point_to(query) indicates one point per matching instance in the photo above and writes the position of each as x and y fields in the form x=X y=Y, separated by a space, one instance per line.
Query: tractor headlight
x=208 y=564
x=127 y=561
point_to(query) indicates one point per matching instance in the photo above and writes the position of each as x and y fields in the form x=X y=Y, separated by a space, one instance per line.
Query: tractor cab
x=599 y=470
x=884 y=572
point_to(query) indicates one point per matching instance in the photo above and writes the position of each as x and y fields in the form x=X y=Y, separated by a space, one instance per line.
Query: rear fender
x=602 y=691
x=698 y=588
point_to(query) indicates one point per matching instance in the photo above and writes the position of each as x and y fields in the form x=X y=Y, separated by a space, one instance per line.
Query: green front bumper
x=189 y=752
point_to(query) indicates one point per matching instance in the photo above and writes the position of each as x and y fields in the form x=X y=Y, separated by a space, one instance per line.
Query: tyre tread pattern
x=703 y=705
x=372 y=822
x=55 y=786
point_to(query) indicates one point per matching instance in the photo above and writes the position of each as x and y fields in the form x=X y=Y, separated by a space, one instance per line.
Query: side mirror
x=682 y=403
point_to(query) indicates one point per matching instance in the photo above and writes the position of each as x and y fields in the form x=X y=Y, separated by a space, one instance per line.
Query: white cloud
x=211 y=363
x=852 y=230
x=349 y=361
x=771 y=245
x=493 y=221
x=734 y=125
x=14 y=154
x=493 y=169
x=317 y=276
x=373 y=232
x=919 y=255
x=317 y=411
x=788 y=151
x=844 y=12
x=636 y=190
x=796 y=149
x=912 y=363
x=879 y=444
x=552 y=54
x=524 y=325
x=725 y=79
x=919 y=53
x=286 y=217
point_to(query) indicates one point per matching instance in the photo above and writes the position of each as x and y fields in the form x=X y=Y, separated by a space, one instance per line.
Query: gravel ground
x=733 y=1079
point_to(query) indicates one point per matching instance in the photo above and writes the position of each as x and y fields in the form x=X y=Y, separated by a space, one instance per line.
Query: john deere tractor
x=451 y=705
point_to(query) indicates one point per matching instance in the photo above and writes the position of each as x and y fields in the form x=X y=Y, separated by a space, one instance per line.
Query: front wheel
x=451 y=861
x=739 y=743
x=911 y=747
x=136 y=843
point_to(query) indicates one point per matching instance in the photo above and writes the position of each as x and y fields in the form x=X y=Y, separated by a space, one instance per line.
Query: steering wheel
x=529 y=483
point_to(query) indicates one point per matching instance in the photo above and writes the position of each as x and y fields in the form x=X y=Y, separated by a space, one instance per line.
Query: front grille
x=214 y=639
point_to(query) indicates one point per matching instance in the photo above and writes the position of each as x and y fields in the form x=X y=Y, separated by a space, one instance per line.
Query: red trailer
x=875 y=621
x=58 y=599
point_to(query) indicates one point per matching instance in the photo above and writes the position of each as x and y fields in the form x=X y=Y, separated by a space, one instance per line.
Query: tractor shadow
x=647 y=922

- - -

Rewrite all of the items above, substituting "combine" for each occurrence of "tractor" and keeping everything else the same.

**Final answer**
point_to(query) indicates one point per matching instance in the photo above and writes the position of each as x and y fields in the form x=X y=Y, separated by a space, one instance per line.
Query: combine headlight
x=208 y=564
x=127 y=561
point_to(query) indicates one point per matching instance in the photo above and writes the position of each as x and y fields in the form x=X y=Y, separated by a space, one instance per line.
Query: combine cab
x=599 y=470
x=884 y=572
point_to(query) indicates one point per matching instance in the photo above and writes the position of each as x and y fields in the form x=X y=Y, separated by a space, one instance per line.
Query: rear fender
x=602 y=691
x=698 y=588
point_to(query) indicates one point per matching instance in the photo above and writes the position of each as x and y fields in the form x=X y=Y, separated by a space, one instance per line.
Query: green front bumper
x=189 y=752
point_to(query) indicates one point per matching instance in the photo above and writes the position of each as x and y fields in the form x=X y=Y, separated by a space, one instance per line.
Query: tyre tread pattern
x=703 y=705
x=372 y=822
x=55 y=786
point_to(query) indicates one point per matching instance in the photo above and writes the position of each as x and y fields in the form x=X y=Y, separated by a space, one instance per line.
Query: side mirror
x=682 y=403
point_to(query) indicates one point per matching instance in the photo above and writes the position of each as x and y fields in the form x=X y=Y, separated by a space, one instance per line.
Query: white cloud
x=211 y=363
x=852 y=230
x=349 y=361
x=771 y=245
x=493 y=221
x=734 y=125
x=14 y=154
x=493 y=169
x=317 y=276
x=373 y=232
x=919 y=255
x=317 y=411
x=788 y=151
x=844 y=12
x=636 y=190
x=796 y=149
x=912 y=363
x=879 y=444
x=552 y=54
x=524 y=325
x=725 y=79
x=919 y=53
x=286 y=217
point_to(query) indicates one point per matching instance in the photo above and writes the position of each as x and y fields in the form x=X y=Y, separated by a space, one instance per line.
Query: gravel ground
x=733 y=1079
point_to(query) indicates one point per matching instance in the photo above and writes the position of each as x and y fields in the form x=X y=Y, separated by a space, one instance per line.
Query: john deere combine
x=451 y=705
point_to(query) indicates one point per matching instance in the photo above and writes the position of each as x and y fields in the form x=X y=Y, separated by a space, one instance per line.
Query: front wheel
x=451 y=861
x=739 y=743
x=911 y=747
x=136 y=843
point_to(query) indicates one point per matching instance in the photo above and writes the position of each as x and y fields in the form x=X y=Y, separated by a space, one instance per line.
Query: steering wheel
x=529 y=483
point_to(query) indicates one point per matching instance in the photo above and writes the position of each as x and y fields in the form x=X y=Y, separated by a space, one instance per line.
Query: front grille
x=214 y=639
point_to(query) indicates one point per matching instance in the photo above and writes the position of each as x and y fields in the form x=X y=Y, separated by a space, one instance per line.
Query: red trailer
x=875 y=621
x=58 y=599
point_to(query) indicates one point per matching instance in the photo above and writes the position of each as x and y fields in the form x=X y=Y, separated by a space, one instance per line.
Query: combine shadow
x=647 y=922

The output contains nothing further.